─── Dataset entries
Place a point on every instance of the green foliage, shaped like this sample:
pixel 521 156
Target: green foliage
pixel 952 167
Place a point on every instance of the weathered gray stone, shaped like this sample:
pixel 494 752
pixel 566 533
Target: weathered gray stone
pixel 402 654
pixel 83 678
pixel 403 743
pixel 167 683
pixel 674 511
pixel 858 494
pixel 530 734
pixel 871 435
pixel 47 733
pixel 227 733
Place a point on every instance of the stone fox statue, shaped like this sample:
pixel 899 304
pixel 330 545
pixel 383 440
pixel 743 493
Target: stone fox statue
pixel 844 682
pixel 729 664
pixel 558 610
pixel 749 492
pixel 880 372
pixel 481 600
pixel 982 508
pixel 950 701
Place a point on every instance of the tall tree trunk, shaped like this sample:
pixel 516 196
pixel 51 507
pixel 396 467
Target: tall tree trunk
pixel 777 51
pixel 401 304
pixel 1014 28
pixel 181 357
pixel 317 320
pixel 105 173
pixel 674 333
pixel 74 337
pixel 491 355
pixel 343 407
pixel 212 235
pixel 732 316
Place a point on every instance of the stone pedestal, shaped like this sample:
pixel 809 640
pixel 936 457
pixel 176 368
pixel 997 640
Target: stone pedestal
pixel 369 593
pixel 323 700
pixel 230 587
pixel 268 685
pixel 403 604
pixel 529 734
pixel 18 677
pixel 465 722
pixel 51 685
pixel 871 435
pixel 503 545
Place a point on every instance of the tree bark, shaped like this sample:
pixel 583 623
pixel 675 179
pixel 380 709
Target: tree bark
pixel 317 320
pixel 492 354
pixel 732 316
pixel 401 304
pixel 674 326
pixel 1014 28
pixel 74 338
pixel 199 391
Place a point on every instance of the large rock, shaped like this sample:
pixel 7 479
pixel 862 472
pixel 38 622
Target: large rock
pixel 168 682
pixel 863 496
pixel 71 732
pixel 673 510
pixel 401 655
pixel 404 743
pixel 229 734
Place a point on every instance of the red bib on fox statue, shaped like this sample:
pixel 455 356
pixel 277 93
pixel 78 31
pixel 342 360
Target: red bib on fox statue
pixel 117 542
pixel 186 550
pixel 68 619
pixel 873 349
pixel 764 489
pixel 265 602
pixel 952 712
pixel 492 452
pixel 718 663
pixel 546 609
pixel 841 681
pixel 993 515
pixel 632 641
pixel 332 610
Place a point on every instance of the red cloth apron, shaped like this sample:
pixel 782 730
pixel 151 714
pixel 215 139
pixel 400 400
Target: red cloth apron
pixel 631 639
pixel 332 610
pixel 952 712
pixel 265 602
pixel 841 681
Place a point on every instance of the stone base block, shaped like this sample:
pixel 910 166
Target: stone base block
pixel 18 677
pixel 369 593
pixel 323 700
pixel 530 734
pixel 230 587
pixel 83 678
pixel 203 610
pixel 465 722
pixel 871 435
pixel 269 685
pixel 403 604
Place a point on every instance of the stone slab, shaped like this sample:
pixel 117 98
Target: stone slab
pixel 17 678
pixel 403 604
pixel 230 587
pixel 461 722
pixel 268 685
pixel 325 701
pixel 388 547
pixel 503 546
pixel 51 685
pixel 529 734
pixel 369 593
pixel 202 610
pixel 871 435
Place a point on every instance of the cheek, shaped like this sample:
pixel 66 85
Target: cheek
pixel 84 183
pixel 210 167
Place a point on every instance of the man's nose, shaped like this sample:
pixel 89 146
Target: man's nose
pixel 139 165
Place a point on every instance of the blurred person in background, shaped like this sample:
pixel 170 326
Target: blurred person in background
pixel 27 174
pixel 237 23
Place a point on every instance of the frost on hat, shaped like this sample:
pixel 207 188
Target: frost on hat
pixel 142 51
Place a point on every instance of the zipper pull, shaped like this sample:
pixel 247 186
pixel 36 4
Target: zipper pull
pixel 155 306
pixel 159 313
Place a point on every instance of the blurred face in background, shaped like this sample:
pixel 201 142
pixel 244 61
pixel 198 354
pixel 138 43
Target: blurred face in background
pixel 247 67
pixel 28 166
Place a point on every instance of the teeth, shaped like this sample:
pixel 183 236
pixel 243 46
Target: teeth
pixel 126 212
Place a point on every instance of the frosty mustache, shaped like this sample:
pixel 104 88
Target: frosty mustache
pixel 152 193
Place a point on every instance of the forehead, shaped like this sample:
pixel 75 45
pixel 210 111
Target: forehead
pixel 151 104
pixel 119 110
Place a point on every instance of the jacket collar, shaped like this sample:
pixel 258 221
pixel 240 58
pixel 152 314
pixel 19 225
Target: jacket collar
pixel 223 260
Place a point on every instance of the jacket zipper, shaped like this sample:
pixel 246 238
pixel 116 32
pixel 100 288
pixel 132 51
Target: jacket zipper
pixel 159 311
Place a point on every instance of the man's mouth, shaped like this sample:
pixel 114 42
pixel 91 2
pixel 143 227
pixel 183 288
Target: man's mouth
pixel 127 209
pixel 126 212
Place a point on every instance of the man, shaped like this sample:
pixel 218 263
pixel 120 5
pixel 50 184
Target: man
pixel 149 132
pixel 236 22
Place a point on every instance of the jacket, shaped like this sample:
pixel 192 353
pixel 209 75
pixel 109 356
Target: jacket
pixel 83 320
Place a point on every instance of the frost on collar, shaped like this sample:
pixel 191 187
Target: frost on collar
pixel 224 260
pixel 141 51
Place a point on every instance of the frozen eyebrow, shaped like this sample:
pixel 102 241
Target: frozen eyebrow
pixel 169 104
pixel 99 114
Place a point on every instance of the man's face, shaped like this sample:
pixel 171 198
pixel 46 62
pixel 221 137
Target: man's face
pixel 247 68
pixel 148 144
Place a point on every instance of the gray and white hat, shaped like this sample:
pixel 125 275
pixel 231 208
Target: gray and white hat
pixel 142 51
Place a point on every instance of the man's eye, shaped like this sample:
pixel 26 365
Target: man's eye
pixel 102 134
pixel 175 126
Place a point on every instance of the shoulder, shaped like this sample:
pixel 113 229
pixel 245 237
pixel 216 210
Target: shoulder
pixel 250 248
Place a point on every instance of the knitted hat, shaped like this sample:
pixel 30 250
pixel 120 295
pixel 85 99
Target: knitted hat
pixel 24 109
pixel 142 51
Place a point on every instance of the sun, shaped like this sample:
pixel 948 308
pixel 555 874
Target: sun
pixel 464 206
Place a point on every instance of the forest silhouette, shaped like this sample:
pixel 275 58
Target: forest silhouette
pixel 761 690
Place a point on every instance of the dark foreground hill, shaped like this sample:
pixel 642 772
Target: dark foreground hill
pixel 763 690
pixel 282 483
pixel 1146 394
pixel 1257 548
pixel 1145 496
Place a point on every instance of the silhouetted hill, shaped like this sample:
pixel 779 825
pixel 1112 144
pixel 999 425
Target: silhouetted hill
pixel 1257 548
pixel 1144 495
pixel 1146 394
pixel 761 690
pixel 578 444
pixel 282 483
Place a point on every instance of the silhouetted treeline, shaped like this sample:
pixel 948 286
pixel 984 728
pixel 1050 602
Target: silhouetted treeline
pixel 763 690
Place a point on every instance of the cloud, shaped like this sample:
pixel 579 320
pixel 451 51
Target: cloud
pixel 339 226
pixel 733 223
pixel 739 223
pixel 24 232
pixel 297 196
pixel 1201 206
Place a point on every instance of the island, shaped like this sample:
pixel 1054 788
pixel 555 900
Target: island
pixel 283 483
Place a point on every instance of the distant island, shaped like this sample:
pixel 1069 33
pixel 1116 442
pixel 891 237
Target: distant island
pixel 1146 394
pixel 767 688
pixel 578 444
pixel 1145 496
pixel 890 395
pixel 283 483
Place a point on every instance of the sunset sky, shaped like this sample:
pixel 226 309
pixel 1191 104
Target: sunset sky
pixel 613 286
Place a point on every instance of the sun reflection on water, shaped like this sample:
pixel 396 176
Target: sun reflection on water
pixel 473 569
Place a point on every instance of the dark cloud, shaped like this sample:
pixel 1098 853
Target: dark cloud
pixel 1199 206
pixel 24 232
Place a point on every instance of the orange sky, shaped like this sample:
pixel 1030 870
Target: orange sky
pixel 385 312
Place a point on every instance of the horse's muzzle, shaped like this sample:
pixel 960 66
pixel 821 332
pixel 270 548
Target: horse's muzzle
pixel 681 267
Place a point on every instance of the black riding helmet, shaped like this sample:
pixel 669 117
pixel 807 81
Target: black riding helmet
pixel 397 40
──────
Repeat, without change, each line of the data above from the one that contains "Place a point on every instance of the dark cloud, shaped" through the final line, counting both.

Place a point on every instance of the dark cloud, shaped like this sample:
pixel 1098 853
Target: dark cloud
pixel 1199 206
pixel 24 232
Place a point on every instance of the orange sky, shaped like this sample:
pixel 1030 870
Target: orange sky
pixel 385 312
Place a point on every instance of the horse's muzzle, shaped like this sample:
pixel 960 66
pixel 821 332
pixel 270 548
Target: horse's muzzle
pixel 681 267
Place a point on every instance of the black riding helmet, shaped like this sample:
pixel 669 117
pixel 807 81
Target: black riding helmet
pixel 397 40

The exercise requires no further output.